PASSAGE GIVEN ▸
++++
18.   Sale by description. We sell goods sourced from manufacturers and other suppliers and sell to you based on description. You decide what purpose to use those goods for or for which to resupply those goods. Any performance figures or specifications or the like that we provide, are approximations provided by us in good faith based on advice from the relevant manufacturer or supplier to us. They do not represent any endorsement by us or reflect any independent assessment by us, and are provided only for general guidance. A particular performance figure or specification must be interpreted after allowing an approximation tolerance and even then may not be obtainable or applicable in all circumstances.

 

19.   Spare parts. We are not in a position to offer any assurance that spare parts or service will be available for particular goods. We are not liable if we are unable to obtain spare parts, or to provide service, for particular goods supplied.

 

20.   Estimated delivery times. Delivery times are estimates only and we are not liable for minor delays in delivery.

 

21.   Unexpected delay. This condition applies if something happens which is beyond our reasonable control which makes it impossible, more difficult or more expensive for us to perform our obligations in our usual way. In those cases, we may wait until it is again possible for us to perform our obligations in our usual way without additional difficulty or expense and we are not liable for any delay (or failure to deliver) which results. Without limiting those general words, that applies where we have problems due to accidents, strikes, transport difficulties or unavailability or shortages of stock.

 

22.   Exclusion of implied conditions. The law implies various terms, conditions and warranties which might apply to us supplying goods or services to you. We exclude all of those terms, conditions and warranties, and any other terms, conditions and warranties which might otherwise have been implied by custom or otherwise, to the fullest extent permitted by law. We give no guarantees or warranties. However, see also the following condition.

 

23.   Trade Practices Act etc limits. Provisions of the Trade Practices Act and other statutes in some cases either cannot be excluded, restricted or modified; or can only be restricted or modified to a limited extent. If any such provision does apply, then to the extent permitted by law our liability under that provision is limited as follows. Our liability in relation to goods is limited at our option to replacement of the goods or the supply of equivalent goods; or repair of the goods; or payment of the cost of replacing the goods or of acquiring equivalent goods; or payment of the cost of having the goods repaired. Our liability in relation to services is limited at our option to the supplying of the services again; or the payment of the cost of having the services supplied again.
++++
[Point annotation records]
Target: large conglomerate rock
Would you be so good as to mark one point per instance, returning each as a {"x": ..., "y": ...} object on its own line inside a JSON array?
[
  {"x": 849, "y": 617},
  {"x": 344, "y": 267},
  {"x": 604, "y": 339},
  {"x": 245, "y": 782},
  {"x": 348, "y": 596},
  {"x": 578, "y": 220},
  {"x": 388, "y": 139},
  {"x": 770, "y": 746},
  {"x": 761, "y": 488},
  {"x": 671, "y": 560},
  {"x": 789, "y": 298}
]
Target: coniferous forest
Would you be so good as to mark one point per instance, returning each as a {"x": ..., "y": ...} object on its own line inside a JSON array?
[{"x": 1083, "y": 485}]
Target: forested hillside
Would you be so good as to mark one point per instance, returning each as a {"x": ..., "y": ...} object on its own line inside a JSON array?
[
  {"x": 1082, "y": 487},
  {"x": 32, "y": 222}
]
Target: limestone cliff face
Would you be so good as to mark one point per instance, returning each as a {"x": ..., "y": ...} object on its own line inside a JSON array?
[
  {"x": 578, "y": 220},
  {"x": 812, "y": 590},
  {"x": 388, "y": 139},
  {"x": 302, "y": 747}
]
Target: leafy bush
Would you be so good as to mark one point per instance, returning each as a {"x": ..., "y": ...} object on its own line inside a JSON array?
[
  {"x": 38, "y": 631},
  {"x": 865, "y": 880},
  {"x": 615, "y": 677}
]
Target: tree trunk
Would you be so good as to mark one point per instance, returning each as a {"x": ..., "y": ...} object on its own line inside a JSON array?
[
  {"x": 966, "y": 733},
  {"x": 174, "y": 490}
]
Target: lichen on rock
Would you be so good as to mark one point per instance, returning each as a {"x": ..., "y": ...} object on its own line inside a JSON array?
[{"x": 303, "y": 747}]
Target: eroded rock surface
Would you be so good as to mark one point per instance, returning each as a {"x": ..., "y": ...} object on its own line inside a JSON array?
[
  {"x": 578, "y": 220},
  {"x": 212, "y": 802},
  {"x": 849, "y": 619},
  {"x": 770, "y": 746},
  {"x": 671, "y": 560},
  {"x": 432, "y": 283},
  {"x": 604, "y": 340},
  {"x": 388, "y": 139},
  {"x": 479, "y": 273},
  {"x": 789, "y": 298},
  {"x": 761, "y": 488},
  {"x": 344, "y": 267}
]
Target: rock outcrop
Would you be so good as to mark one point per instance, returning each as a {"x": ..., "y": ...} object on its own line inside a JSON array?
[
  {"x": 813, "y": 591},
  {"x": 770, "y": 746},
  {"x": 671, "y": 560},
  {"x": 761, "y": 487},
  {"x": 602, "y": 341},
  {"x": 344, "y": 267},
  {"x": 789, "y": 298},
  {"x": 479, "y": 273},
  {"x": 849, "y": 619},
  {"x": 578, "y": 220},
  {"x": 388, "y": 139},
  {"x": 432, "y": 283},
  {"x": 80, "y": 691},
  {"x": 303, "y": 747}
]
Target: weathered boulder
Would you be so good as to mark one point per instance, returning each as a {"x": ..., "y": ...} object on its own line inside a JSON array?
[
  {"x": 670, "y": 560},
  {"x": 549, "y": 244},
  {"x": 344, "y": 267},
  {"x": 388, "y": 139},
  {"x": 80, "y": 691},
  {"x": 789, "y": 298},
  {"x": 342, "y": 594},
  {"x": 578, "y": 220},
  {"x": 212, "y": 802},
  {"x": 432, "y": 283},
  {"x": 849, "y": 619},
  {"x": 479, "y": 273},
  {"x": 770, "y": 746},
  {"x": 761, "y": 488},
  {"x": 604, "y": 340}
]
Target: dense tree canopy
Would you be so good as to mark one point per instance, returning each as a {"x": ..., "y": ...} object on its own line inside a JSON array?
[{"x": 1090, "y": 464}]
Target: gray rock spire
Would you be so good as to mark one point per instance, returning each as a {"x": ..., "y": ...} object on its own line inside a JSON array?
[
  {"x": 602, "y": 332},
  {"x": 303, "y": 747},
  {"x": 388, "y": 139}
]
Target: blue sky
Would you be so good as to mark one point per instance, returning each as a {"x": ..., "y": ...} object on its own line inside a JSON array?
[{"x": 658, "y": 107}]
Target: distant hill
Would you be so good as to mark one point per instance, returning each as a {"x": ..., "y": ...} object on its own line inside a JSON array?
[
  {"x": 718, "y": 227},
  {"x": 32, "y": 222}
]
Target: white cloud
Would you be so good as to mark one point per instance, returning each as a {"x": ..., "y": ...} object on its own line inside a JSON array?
++++
TASK DESCRIPTION ▸ In three sentences, summarize the conditions of sale given in the text at the top.

THE RESULT ▸ Goods are sold by description, and any performance figures or specifications supplied are good-faith approximations based on manufacturer or supplier advice, meant only as general guidance. The seller gives no assurance that spare parts or service will be available, treats delivery times as estimates only, and is not liable for delays caused by events beyond its reasonable control. All implied terms, conditions and warranties are excluded as far as the law permits, and where provisions of the Trade Practices Act or other statutes still apply, liability is limited at the seller's option to replacing, repairing or resupplying, or to paying the cost of doing so.